GIVEN INSTRUCTION 1 ->
Answer these questions using the post about Minnesota winters.
(a) What collapsed during this weekend's blizzard?
(b) Why don't snowstorms in New York affect the writer?
(c) What did John drive on the late-night sledding trip?

It's always exciting when Minnesota makes the national news for a snowstorm. This weekend's blizzard caught the attention of the major networks even before the Metrodome collapsed, which worked out perfectly for all involved, since it not only gave new stadium proponents an argument, but also created the best metaphor for a franchise's season in the history of the NFL.
New York City really hasn't seen any snow at all yet, aside from a flurry, but it will certainly arrive soon enough, most likely the day I'm flying back to Minnesota in a few weeks. I certainly don't miss Minnesota winters. It's not just the snow and it's not just the cold - it's when the snow and the cold combine forces to create misery and hermits. As an indoorsman who never went ice fishing, skiing or snowmobile riding - winter is basketball season, for watching, if not playing outdoors - I never enjoyed the activities that keep many Minnesotans sane from November through April.
In New York, snowstorms don't affect me because I never drive in them. That was always the worst part of storms in Minnesota, knowing that life and the games do go on (unless there's a roof collapse). In a regular storm you still have to drive. And, occasionally, even when no travel is recommended, you find yourself on the road, squinting and gripping, cursing and praying.
A few memorable storm moments:
* When I worked in Worthington, my friend John learned of a prime position outside of town for sledding. We planned a late-night excursion, fueled primarily by a love of sledding, but perhaps by some liquids. John drove us in his red jeep. The sledding was fine. Unfortunately, John's jeep didn't make the trip back to Worthington, at least not with him behind the wheel.

Entries from a pointing dataset:
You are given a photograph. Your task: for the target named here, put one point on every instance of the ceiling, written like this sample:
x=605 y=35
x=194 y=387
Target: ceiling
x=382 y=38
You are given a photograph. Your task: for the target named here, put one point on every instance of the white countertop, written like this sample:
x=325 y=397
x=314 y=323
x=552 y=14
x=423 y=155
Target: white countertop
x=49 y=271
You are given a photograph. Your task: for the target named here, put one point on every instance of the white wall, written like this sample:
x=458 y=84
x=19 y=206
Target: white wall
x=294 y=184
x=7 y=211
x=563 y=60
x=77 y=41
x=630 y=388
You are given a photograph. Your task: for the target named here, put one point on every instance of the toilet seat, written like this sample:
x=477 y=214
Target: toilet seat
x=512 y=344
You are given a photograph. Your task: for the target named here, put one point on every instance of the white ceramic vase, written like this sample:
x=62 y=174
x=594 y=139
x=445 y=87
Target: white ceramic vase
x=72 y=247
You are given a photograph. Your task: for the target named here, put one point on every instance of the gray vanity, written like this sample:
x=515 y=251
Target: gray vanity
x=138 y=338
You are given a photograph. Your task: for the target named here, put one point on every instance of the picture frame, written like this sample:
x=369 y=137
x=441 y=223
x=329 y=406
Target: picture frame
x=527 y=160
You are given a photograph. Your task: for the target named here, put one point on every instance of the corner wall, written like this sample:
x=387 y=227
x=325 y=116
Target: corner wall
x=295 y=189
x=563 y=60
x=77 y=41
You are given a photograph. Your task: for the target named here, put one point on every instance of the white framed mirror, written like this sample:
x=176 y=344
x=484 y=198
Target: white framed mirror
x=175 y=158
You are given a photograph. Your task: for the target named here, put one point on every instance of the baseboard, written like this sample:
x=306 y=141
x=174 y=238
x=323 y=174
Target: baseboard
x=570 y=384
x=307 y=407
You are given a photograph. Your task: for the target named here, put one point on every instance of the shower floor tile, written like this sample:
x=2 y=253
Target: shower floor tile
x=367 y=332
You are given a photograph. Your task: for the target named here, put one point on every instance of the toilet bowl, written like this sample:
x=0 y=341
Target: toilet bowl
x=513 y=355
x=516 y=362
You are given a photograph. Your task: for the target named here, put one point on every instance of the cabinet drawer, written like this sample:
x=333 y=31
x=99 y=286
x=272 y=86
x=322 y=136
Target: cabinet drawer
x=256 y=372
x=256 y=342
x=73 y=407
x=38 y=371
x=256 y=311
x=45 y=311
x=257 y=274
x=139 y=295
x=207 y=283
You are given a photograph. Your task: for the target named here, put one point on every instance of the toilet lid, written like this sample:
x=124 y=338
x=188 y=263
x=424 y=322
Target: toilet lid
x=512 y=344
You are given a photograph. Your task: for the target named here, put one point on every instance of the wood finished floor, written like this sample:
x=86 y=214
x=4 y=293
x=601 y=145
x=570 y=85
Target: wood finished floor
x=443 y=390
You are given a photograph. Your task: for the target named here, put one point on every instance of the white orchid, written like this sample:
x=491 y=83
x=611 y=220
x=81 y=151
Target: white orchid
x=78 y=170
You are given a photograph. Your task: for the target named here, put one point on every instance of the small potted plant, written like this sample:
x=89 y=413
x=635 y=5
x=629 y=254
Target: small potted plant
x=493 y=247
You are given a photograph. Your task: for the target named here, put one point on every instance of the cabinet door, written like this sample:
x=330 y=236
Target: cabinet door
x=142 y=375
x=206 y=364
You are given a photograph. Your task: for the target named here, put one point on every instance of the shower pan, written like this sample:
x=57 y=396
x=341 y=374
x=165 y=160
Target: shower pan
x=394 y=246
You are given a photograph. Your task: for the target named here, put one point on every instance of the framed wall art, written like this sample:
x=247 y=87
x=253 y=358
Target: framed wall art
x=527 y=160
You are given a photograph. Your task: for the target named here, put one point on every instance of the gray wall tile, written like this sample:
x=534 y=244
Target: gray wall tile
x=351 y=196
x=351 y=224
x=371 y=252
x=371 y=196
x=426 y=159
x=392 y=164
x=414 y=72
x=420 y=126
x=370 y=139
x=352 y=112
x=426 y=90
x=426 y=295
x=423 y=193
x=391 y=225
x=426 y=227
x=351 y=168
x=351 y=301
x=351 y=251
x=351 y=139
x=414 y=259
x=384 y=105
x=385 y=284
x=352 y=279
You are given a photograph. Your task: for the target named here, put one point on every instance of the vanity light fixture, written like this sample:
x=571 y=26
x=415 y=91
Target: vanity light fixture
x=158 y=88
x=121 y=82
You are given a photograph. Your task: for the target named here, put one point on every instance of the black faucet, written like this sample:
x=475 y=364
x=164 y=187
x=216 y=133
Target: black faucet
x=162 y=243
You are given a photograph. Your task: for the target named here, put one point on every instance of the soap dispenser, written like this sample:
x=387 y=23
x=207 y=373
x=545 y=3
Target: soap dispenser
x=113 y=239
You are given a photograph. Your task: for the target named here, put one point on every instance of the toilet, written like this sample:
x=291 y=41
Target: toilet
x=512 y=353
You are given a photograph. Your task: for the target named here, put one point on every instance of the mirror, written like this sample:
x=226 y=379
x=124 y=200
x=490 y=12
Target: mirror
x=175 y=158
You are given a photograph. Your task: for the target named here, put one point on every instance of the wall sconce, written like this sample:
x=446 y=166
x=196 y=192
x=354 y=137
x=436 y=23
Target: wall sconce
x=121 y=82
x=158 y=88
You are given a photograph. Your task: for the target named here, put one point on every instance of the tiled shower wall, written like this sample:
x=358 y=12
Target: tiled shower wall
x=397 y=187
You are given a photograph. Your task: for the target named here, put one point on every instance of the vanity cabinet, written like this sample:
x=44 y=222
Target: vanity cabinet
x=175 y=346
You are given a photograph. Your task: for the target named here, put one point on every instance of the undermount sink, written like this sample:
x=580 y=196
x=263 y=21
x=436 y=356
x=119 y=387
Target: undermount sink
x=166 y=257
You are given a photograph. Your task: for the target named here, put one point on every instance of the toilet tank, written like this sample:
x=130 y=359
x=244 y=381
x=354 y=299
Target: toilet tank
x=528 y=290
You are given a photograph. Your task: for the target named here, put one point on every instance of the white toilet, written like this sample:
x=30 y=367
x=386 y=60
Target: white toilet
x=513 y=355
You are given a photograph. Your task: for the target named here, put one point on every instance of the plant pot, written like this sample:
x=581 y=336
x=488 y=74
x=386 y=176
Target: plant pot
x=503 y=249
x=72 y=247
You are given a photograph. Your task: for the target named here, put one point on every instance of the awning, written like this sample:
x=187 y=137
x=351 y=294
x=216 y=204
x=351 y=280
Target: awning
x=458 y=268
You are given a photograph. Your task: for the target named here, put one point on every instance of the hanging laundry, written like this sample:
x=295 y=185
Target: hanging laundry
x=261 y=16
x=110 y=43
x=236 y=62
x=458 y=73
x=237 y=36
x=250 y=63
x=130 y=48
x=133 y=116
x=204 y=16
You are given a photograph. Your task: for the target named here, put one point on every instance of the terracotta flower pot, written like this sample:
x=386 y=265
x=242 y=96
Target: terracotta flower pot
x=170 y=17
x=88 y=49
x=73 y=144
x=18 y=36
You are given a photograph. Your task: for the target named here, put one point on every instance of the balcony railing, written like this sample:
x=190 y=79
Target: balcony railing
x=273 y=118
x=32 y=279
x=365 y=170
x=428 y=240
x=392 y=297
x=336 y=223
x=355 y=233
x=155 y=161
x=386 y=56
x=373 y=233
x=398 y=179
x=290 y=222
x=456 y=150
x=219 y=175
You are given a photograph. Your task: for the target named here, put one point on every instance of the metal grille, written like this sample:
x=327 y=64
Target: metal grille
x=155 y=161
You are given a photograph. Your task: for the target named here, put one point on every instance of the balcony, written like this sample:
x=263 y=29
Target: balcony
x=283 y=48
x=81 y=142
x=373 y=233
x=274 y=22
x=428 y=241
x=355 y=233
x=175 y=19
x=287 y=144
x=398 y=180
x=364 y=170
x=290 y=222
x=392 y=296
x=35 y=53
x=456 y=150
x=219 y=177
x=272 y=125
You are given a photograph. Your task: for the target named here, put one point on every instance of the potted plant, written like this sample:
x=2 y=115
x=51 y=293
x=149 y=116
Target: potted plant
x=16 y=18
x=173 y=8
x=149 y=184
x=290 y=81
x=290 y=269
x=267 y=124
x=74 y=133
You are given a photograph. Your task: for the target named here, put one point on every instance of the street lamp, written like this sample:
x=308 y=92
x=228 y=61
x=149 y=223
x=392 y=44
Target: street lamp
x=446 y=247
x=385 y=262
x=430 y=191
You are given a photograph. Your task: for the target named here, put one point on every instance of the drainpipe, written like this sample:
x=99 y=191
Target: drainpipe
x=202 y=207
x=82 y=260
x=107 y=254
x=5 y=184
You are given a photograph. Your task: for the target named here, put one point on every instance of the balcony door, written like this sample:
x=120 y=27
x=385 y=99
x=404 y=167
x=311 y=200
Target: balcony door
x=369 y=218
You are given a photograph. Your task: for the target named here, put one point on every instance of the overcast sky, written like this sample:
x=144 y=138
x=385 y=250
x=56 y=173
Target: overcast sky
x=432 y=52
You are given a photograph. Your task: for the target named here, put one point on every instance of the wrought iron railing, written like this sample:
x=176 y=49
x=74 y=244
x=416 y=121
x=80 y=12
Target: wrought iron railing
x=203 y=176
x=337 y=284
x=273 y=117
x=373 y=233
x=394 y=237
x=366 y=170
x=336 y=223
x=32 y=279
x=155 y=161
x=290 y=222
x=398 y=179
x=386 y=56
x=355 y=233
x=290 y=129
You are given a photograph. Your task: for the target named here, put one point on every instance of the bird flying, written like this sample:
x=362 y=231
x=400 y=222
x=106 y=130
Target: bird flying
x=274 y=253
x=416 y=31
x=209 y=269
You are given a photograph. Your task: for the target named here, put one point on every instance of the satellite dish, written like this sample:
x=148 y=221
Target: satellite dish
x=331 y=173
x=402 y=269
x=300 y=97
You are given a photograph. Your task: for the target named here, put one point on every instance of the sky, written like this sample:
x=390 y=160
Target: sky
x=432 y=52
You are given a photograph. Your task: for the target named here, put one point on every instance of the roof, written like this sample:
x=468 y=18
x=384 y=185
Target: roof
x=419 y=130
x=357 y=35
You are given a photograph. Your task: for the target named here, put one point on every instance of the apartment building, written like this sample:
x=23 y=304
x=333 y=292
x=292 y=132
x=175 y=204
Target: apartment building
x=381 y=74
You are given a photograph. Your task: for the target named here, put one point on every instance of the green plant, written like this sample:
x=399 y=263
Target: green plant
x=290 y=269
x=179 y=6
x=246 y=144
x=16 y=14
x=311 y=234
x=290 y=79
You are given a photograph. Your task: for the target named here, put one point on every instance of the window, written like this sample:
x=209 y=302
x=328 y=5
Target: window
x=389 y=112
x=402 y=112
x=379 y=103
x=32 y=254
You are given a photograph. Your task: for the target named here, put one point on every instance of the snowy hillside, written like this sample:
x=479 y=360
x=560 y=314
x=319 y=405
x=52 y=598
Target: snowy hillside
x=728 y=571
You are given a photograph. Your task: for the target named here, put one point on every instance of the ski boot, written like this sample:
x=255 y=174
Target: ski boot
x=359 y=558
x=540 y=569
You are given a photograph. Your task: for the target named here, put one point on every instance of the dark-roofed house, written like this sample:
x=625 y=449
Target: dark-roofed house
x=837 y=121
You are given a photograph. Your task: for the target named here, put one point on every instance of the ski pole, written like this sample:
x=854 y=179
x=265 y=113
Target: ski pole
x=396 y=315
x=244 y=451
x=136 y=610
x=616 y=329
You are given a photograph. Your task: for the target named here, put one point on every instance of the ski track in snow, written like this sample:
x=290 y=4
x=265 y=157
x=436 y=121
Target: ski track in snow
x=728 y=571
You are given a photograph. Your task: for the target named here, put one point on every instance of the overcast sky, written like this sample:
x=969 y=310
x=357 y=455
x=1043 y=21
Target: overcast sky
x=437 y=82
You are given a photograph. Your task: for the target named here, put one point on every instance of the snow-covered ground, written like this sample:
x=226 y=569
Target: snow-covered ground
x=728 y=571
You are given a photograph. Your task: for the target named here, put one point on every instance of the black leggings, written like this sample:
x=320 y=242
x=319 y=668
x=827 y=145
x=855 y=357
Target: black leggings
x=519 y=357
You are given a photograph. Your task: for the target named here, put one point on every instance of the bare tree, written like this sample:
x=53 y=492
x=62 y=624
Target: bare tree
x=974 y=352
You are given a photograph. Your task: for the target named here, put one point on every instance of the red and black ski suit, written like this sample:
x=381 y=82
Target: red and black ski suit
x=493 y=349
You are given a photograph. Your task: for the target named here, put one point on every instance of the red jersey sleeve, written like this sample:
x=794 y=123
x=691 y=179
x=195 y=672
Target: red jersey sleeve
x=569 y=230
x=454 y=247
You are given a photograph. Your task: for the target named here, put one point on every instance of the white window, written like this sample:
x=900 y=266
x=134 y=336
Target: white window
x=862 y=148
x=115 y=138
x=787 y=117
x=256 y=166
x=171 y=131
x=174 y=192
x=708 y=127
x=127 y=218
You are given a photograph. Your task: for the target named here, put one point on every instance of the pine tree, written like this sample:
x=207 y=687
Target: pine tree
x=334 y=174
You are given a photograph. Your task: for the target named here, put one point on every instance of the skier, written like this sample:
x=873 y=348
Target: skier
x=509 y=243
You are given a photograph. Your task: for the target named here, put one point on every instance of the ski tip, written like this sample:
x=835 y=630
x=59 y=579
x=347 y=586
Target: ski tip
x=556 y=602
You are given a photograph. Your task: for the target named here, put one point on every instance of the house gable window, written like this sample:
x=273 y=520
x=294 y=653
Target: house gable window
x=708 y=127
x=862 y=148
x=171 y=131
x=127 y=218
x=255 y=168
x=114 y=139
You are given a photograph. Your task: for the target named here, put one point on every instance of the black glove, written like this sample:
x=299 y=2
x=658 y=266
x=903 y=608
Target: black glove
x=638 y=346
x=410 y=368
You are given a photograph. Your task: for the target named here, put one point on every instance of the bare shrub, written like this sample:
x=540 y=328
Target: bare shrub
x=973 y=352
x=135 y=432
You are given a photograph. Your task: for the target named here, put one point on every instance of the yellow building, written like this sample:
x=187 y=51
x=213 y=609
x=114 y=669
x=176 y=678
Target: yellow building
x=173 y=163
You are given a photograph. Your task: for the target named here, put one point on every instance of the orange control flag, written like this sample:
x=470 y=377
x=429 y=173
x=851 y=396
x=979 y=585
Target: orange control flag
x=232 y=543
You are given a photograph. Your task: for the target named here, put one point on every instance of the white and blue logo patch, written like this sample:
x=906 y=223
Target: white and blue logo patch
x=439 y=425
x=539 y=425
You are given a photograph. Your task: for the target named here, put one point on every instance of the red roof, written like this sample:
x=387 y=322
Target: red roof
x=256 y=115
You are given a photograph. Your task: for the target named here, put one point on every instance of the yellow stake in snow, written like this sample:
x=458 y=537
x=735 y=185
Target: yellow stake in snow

GIVEN INSTRUCTION 2 ->
Find each line in the records that contains the word "vase" and copy it out. Case counts.

WORKED SOLUTION 1 ->
(a) The Metrodome collapsed.
(b) The writer never drives in them.
(c) John drove his red jeep.

WORKED SOLUTION 2 ->
You are given a photograph. Your task: for the target named here, put one point on every instance of the white ceramic vase, written like this sample:
Target: white ceramic vase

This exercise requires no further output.